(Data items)

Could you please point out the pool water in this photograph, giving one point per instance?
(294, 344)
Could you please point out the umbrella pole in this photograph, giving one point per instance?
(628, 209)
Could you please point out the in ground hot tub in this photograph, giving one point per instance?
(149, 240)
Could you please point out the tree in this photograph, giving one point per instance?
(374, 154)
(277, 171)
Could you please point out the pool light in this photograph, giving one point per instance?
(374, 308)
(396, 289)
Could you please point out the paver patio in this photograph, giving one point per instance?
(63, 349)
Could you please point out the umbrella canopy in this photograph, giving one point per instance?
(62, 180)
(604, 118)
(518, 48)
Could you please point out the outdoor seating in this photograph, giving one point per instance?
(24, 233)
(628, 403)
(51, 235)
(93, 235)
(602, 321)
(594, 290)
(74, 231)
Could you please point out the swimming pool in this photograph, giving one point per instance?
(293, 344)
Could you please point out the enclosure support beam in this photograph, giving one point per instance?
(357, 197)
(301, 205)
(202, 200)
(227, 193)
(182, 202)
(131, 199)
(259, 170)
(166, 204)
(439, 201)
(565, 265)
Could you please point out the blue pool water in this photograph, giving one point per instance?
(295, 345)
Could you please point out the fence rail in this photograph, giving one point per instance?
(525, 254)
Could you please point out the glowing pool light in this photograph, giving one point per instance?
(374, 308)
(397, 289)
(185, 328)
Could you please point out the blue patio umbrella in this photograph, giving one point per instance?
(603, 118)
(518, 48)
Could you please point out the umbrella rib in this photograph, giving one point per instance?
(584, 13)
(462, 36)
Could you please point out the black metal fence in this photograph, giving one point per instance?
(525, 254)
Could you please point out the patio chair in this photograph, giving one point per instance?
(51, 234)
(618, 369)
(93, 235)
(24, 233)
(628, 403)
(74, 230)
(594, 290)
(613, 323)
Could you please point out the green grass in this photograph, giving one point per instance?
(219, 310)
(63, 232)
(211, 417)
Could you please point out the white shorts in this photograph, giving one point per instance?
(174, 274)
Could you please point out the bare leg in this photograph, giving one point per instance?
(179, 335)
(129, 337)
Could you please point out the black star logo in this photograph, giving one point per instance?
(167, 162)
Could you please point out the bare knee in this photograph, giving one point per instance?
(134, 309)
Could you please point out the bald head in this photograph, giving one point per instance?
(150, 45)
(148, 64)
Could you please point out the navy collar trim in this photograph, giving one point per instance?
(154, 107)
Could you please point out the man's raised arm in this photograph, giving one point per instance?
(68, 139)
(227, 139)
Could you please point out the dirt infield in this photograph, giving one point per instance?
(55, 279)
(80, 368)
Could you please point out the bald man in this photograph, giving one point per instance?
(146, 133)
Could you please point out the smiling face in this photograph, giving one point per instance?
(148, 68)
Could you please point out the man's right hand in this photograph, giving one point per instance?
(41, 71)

> _Exercise details_:
Copy the rows from the line with "Could you please point out the black star" up to and including the last row, swapping "bald" for "shaved" and changing nothing else.

> _Expected answer_:
Could you please point out the black star logo in this photograph, giving one point per instance?
(167, 162)
Could you please point out the bare knee in this photograph, giving one point per instance?
(134, 309)
Could you please point out the shaved head in this photograph, giving one point per instance?
(150, 45)
(148, 64)
Could you please point out the navy collar trim in this photograph, giving one point per instance?
(154, 107)
Could you please point out the man's raised arm in this photograph, giving one point per instance?
(68, 139)
(227, 139)
Could you please point out the dirt infield in this photograph, giving one point per instance?
(55, 279)
(80, 368)
Could you please point out the shaved man in this photograph, giving one point per instance?
(146, 133)
Could you please point out the smiling face in this photograph, giving one point per instance?
(148, 68)
Could you please point out the man's right hand in this photograph, giving one point per instance?
(41, 71)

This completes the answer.